STATED PROBLEM → Can you write out the data again, from the line with "the tractor shadow." through the end of the data, with "smokestack" substituted for "exhaust stack" and everything else unchanged? Leave the pictures out of your answer.

ENTRIES SHOWN →
# # # # #

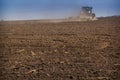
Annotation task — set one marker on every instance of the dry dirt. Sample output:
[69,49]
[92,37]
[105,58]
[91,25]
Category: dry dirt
[33,50]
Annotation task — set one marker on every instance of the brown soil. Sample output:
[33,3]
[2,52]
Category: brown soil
[32,50]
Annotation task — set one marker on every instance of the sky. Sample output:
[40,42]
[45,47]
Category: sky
[50,9]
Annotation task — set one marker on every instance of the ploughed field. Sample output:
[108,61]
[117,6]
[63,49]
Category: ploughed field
[34,50]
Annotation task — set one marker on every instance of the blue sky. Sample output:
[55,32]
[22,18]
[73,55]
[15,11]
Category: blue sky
[44,9]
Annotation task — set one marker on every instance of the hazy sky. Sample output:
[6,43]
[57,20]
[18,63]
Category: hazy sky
[42,9]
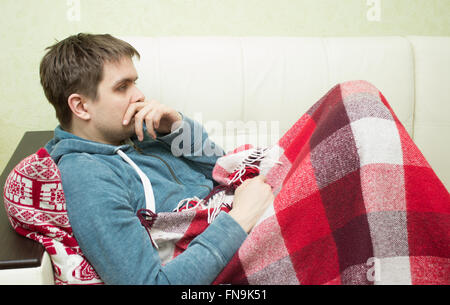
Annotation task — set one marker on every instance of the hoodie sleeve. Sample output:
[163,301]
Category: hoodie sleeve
[191,141]
[118,247]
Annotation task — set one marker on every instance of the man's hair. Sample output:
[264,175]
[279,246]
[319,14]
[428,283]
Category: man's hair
[75,65]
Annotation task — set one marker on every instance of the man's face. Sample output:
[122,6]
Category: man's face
[115,93]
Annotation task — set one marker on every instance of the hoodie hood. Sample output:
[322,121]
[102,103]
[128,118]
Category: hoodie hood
[64,143]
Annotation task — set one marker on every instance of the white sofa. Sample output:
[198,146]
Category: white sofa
[267,83]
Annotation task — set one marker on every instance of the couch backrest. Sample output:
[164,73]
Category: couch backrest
[268,82]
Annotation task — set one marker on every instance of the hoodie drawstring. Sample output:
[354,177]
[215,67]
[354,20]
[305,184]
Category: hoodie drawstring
[146,216]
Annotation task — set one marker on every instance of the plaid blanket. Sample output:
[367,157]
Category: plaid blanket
[356,202]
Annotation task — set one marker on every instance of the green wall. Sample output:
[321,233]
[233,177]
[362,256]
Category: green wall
[28,26]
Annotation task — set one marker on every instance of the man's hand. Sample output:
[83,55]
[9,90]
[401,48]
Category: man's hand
[157,117]
[251,199]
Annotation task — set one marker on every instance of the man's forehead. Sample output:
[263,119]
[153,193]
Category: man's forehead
[114,72]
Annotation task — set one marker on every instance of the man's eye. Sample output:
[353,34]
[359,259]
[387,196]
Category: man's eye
[122,88]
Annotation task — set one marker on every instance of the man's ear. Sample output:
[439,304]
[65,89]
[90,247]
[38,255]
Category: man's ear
[77,104]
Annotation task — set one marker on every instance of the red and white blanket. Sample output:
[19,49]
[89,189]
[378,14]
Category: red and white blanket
[356,203]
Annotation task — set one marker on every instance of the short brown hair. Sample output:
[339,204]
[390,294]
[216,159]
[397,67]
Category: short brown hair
[75,65]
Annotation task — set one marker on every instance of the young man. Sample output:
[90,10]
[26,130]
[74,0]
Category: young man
[91,82]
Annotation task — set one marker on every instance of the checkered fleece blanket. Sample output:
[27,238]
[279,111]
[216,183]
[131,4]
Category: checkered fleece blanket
[356,202]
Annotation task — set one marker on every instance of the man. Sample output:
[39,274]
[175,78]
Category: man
[91,82]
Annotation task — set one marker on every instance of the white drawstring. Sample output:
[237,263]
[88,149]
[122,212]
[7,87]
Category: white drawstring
[148,190]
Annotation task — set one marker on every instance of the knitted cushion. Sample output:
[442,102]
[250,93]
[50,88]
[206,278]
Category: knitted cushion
[36,208]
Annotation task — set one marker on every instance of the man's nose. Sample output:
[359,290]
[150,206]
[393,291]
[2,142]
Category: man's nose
[137,96]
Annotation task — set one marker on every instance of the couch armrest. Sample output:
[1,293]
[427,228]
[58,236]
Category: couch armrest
[17,251]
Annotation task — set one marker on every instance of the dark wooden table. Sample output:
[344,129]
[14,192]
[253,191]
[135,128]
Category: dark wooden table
[17,251]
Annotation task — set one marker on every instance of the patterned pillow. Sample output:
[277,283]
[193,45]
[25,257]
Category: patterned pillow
[36,208]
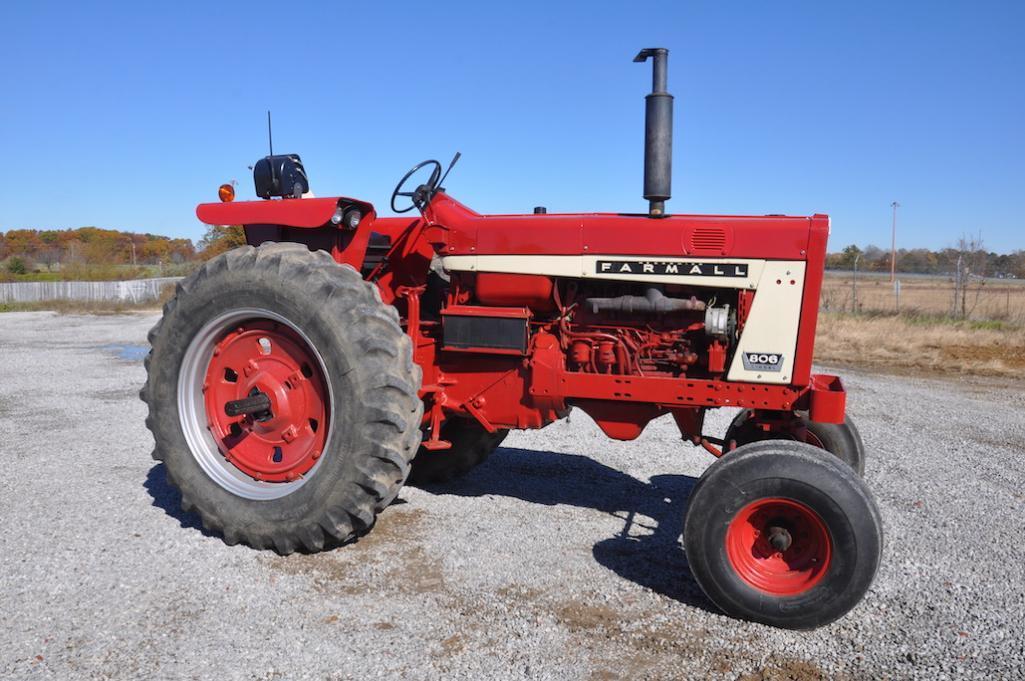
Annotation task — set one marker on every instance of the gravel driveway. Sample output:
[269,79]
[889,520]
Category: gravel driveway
[560,558]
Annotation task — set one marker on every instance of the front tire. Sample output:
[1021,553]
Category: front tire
[782,533]
[334,447]
[842,440]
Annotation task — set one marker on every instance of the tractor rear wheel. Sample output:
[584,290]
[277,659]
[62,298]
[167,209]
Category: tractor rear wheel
[282,398]
[470,445]
[842,440]
[782,533]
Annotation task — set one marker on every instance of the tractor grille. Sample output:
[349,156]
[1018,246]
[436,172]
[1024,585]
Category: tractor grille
[710,240]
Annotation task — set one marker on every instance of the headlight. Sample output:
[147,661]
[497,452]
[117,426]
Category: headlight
[349,219]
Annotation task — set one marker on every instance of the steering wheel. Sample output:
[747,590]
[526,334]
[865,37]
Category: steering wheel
[421,195]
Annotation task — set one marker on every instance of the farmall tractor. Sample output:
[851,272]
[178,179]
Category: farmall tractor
[295,383]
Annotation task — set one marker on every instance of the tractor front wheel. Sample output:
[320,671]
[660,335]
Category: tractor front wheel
[842,440]
[282,398]
[782,533]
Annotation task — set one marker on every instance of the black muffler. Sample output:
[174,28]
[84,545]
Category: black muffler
[657,133]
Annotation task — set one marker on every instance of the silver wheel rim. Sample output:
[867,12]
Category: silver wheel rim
[192,408]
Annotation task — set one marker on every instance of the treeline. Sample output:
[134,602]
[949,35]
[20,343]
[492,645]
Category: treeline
[92,245]
[970,253]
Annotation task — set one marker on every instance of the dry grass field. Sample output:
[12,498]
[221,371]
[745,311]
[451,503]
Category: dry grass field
[988,301]
[921,335]
[921,345]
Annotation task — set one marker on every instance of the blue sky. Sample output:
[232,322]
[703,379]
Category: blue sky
[127,115]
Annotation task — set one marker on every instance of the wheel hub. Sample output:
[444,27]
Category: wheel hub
[265,401]
[778,546]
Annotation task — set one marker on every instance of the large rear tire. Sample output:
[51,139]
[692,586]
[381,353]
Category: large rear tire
[333,448]
[472,444]
[783,533]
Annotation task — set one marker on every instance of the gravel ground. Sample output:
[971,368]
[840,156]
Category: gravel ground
[560,558]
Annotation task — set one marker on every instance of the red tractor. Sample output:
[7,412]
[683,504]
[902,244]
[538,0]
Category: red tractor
[295,383]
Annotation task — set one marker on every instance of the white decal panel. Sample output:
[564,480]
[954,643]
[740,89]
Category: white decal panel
[765,352]
[715,272]
[770,334]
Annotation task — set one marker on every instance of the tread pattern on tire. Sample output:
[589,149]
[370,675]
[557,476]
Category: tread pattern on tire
[392,379]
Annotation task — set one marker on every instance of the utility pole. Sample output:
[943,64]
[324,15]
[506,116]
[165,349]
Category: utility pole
[893,244]
[854,283]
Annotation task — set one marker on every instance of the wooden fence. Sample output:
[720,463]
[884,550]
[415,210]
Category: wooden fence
[137,290]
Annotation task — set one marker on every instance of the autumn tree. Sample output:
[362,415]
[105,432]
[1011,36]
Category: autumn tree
[220,238]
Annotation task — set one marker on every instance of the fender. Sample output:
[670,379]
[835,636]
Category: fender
[287,212]
[301,221]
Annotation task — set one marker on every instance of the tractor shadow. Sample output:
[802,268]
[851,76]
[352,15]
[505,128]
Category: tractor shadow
[168,499]
[648,551]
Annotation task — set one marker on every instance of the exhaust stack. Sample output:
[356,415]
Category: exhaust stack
[657,133]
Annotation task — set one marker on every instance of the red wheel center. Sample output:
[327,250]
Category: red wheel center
[284,442]
[778,546]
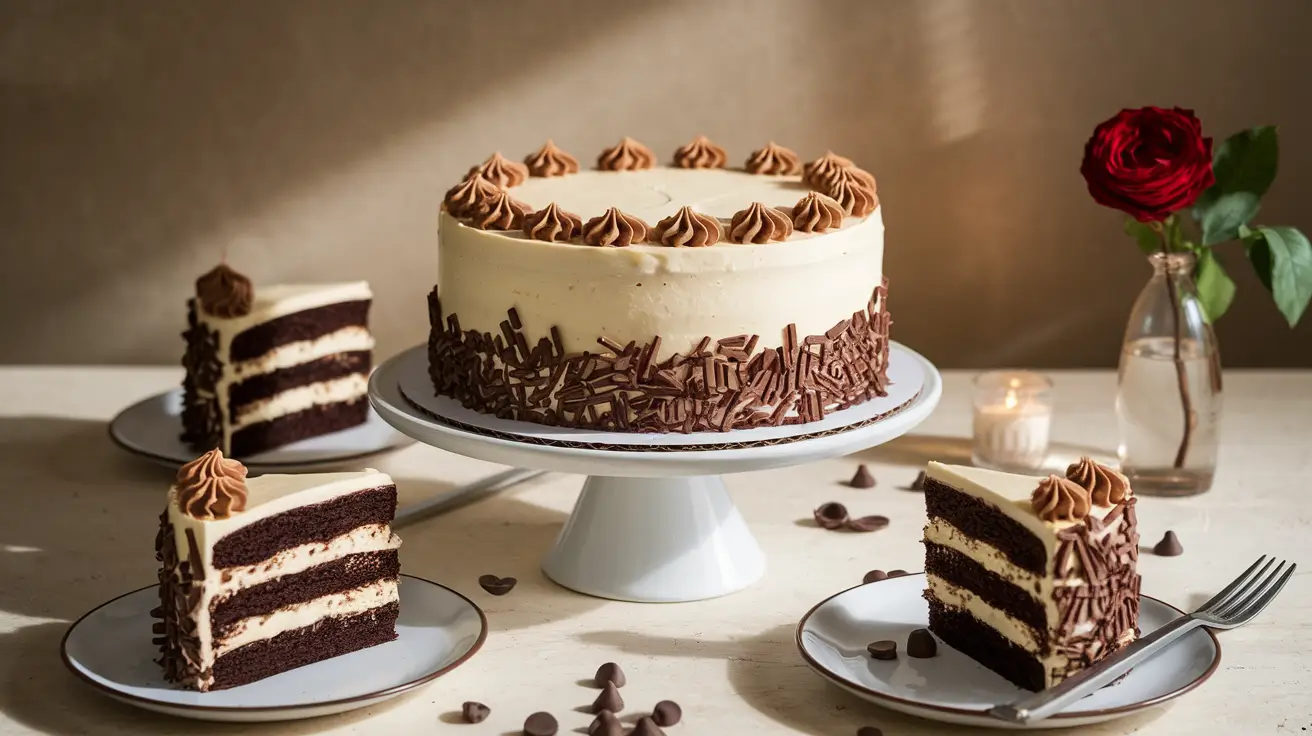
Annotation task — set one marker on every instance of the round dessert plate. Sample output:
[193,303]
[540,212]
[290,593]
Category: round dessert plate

# # # # #

EXERCISE RESULT →
Annotation task — set one marker on every instance of the tractor shadow. Sample output:
[802,268]
[851,76]
[352,15]
[505,128]
Category: tractor shadow
[168,499]
[648,551]
Annotation task — set one marker on every instance of the smokestack. Sample output:
[356,415]
Category: smokestack
[657,133]
Annotation task — set one marker on every instance of the red wheel center. Sample output:
[327,250]
Category: red wheel center
[284,442]
[778,546]
Annotation task — set one marker on every instance of the round dessert plate. Sample output:
[193,303]
[540,212]
[290,593]
Category: round dessert plate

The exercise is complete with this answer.